** begin **

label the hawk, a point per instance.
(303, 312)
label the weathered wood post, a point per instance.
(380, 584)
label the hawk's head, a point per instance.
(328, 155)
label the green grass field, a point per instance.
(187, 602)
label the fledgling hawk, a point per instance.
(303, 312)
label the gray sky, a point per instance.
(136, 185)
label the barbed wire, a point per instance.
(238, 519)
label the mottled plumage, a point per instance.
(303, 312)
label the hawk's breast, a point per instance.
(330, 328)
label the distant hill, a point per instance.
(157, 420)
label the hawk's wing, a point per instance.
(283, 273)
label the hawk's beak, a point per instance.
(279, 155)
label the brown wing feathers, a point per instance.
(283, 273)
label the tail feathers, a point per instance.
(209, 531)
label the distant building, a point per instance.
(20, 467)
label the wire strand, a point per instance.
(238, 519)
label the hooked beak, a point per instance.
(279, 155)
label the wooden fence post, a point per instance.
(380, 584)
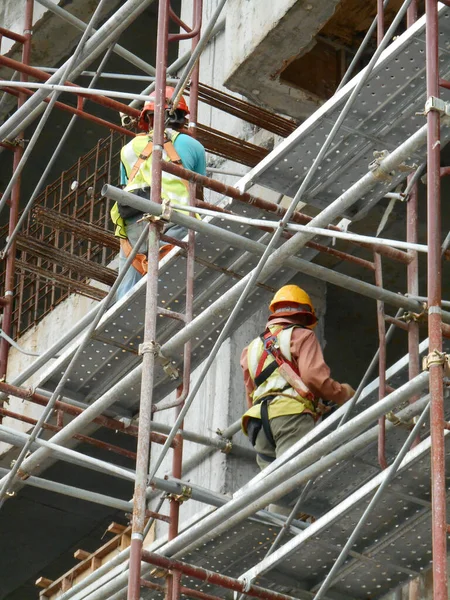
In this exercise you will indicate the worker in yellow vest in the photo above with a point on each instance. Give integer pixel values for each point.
(285, 375)
(136, 177)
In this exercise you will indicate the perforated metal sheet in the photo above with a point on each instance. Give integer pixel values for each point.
(382, 117)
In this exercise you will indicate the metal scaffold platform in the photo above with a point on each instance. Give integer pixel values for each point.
(364, 518)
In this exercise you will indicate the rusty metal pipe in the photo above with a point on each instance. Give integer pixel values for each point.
(107, 422)
(148, 361)
(211, 577)
(438, 485)
(15, 201)
(75, 111)
(12, 35)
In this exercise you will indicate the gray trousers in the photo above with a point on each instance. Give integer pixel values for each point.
(286, 431)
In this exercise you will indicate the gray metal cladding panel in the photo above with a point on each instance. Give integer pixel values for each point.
(383, 116)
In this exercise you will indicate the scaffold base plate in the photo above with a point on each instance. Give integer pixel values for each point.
(385, 113)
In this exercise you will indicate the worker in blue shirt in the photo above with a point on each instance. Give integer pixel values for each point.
(135, 176)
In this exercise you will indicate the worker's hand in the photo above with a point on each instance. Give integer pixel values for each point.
(349, 391)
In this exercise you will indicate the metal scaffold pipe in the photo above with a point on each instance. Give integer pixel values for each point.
(195, 56)
(97, 44)
(257, 248)
(74, 492)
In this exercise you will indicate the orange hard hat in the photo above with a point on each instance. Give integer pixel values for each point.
(291, 300)
(149, 107)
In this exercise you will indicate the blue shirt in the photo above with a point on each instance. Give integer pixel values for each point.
(190, 151)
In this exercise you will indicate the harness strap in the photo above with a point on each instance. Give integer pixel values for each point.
(171, 152)
(143, 156)
(265, 421)
(265, 373)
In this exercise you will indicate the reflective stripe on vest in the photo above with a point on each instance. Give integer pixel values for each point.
(275, 383)
(172, 188)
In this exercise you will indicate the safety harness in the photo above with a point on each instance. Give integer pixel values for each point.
(289, 371)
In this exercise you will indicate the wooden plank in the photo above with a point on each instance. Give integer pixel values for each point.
(116, 528)
(84, 267)
(77, 287)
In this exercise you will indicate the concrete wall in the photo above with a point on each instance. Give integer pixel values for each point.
(262, 39)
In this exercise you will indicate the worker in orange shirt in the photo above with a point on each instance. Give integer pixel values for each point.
(285, 375)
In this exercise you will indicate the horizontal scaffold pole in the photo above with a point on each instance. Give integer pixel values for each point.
(343, 452)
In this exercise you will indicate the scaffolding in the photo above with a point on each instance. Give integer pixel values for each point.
(370, 139)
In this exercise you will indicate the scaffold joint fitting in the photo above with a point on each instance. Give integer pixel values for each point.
(392, 418)
(152, 347)
(166, 213)
(186, 494)
(159, 573)
(437, 358)
(228, 447)
(437, 105)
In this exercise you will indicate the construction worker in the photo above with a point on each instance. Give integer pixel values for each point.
(136, 177)
(285, 375)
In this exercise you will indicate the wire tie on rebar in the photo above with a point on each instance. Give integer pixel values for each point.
(228, 447)
(159, 573)
(376, 166)
(437, 105)
(436, 357)
(392, 418)
(151, 346)
(147, 217)
(166, 212)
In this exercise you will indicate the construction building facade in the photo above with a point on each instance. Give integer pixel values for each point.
(124, 472)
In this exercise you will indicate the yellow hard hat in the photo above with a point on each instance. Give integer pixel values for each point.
(292, 300)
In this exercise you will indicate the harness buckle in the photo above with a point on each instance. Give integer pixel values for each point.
(437, 358)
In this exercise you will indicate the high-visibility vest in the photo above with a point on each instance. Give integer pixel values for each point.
(172, 187)
(275, 384)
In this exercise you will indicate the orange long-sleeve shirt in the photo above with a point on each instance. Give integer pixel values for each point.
(314, 371)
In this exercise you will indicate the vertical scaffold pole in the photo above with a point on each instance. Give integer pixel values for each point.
(148, 348)
(439, 529)
(15, 200)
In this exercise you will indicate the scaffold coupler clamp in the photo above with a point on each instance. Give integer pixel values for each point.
(437, 105)
(186, 494)
(376, 166)
(392, 418)
(436, 357)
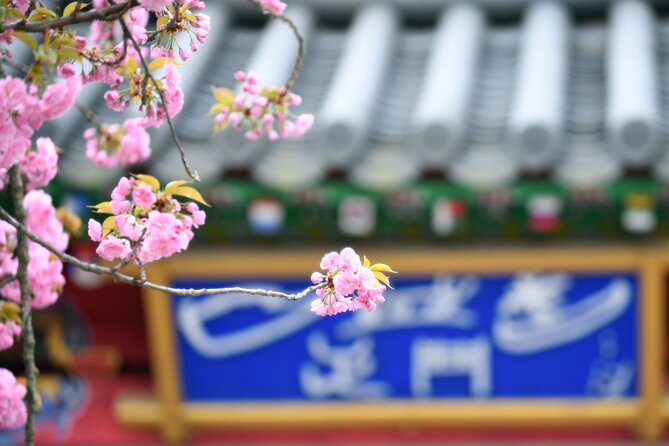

** end **

Which lines of the material above contain the string "harness", with case counting? Pick out each one and copy it in full.

PROBLEM SOLUTION —
In this exercise you will indicate the harness strap in the photo above with a point on each instance. Give integer pixel values for each point.
In this exercise you will indicate the safety harness in the photo above with a point on each instance. Give integer pixel values for each point.
In this exercise you will indicate the harness buckle in the photo above with a point on each instance. Give integer pixel values for each point.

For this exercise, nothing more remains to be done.